# [WHAT YOU SHOULD DO]
Copy verbatim the passage of the Ripes CPU tutorial starting at "Building a single-stage" and ending at "to a register!".

# [EXTRACT TO READ]
Building a single-stage CPU in Ripes (Part 2)
See here for step 1!
Step 4: Load instructions
We can now easily implement LW, since the address computation is an I-type ADD instruction. There aren’t any new subcomponents to add, and we just have to make some connections to data memory and create a new input to the register data_in multiplexer. The memory controller itself does the sign-extend or 0-extend computation required for LB, LW, LBU, and LHU as long as we provide the correct control signal, so we get those operations for “free,” as well.
Step 5: Store instructions
For a store, we have to add functionality for an S-type instruction to the decoder and controller. We also finally connect the controller to the wr_en signal of the register file, since stores are the first instruction we’ve encountered that do not write to a register!
We can now run HW1d on our processor.
Step 6: Unconditional jumps
To implement control logic, we first work with the jump instructions, JAL and JALR. Note that the unlinked jump (J) is a pseudo-instruction encoded as JAL with rd1 being x0 (so we do not implement it separately in hardware).
JAL and JALR have very similar behavior – both compute a new address for the PC using an immediate, and both write the value of the return address (pc + 4) to the rd register. The difference is that JAL uses the current PC to compute the new address, and JALR uses the value in rs1. Because they encode immediates differently (JALR needs to leave room for rs1 and is an I-type instruction, but JAL is not), we have to add some decoder logic for the J-type instruction.
Note that the RISC-V specification states that the LSB of the new PC address for JALR is ignored after the add (it is guaranteed to be 0 for JAL – verify for yourself that this is the case). Technically, we would need to enforce this in hardware in order for our computer to be safe, because an instruction like JALR x1, x0, 1
would try to write a value of 1 to the PC, and RISC-V instructions are on 2- or 4-byte boundaries depending on the extension. For simplicity’s sake, we will throw caution to the wind and trust that the compiler/assembly developer will supply properly aligned immediate operands to JALR (just don’t ship a CPU like this!).
The ALU isn’t used at all for our implementation of JAL and JALR – we could use the ALU to compute the new PC address, but instead, we choose to create a new adder (P&H does this as well). This is because branch instructions will also require us to compute a new PC address, and we will need the ALU to compute the various branch comparisons. Other implementations (such as the single-stage processor that comes with Ripes) choose to do it the other way, using the ALU to compute the new address and introducing a new unit for branching logic.
Step 7: AUIPC
Now that we’re working more with the PC-related parts of the circuit, let’s implement AUIPC, which adds the immediate to the PC and stores the result in the destination register. We could implement this instruction either using the ALU, or the adder we are using to compute jump addresses. Let’s do the first option, so that we don’t have to add logic to output the result of the PC adder to rd:
AUIPC allows the program to jump to instructions that are farther away than would be possible with just JAL and JALR. More information is given on page 16 of the RISC-V spec.
Step 8: Conditional branches
The remaining control transfer instructions are the conditional branches.
Note that we don’t have to add hardware support for BGT, BGTU, BLE, and BLEU because they can simply be synthesized as the opposite of BLT[U] and BGE[U].

# [SUPPLIED INFORMATION]
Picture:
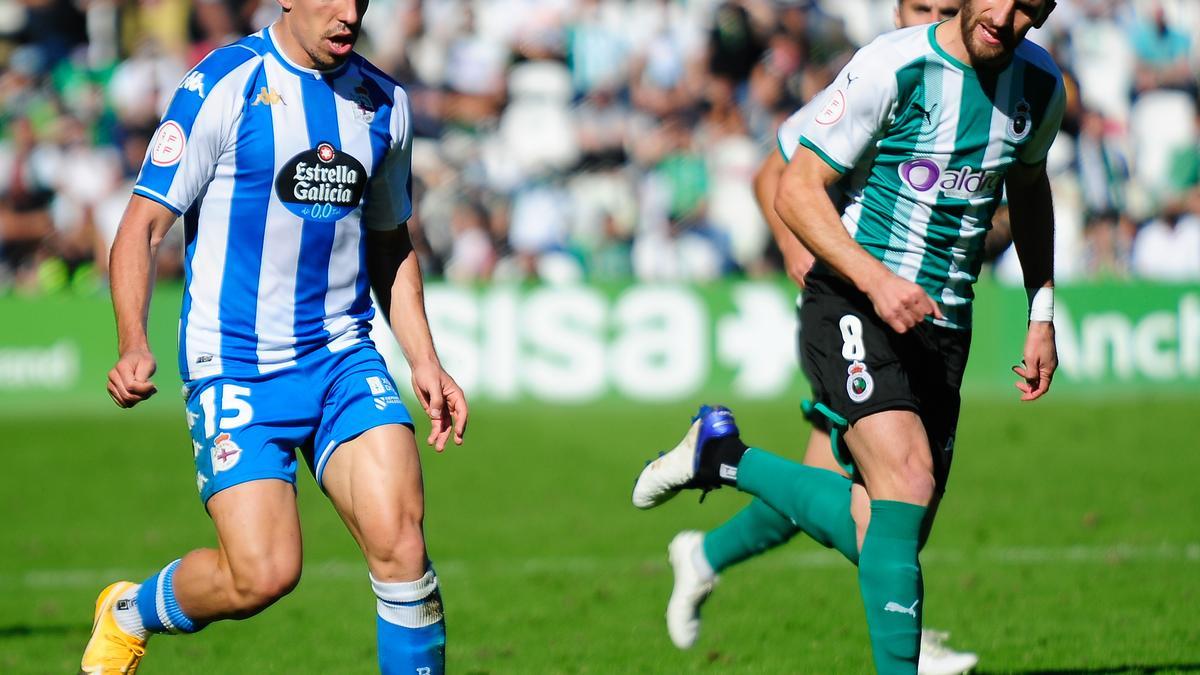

# [SOLUTION FOR THIS PROBLEM]
Building a single-stage CPU in Ripes (Part 2)
See here for step 1!
Step 4: Load instructions
We can now easily implement LW, since the address computation is an I-type ADD instruction. There aren’t any new subcomponents to add, and we just have to make some connections to data memory and create a new input to the register data_in multiplexer. The memory controller itself does the sign-extend or 0-extend computation required for LB, LW, LBU, and LHU as long as we provide the correct control signal, so we get those operations for “free,” as well.
Step 5: Store instructions
For a store, we have to add functionality for an S-type instruction to the decoder and controller. We also finally connect the controller to the wr_en signal of the register file, since stores are the first instruction we’ve encountered that do not write to a register!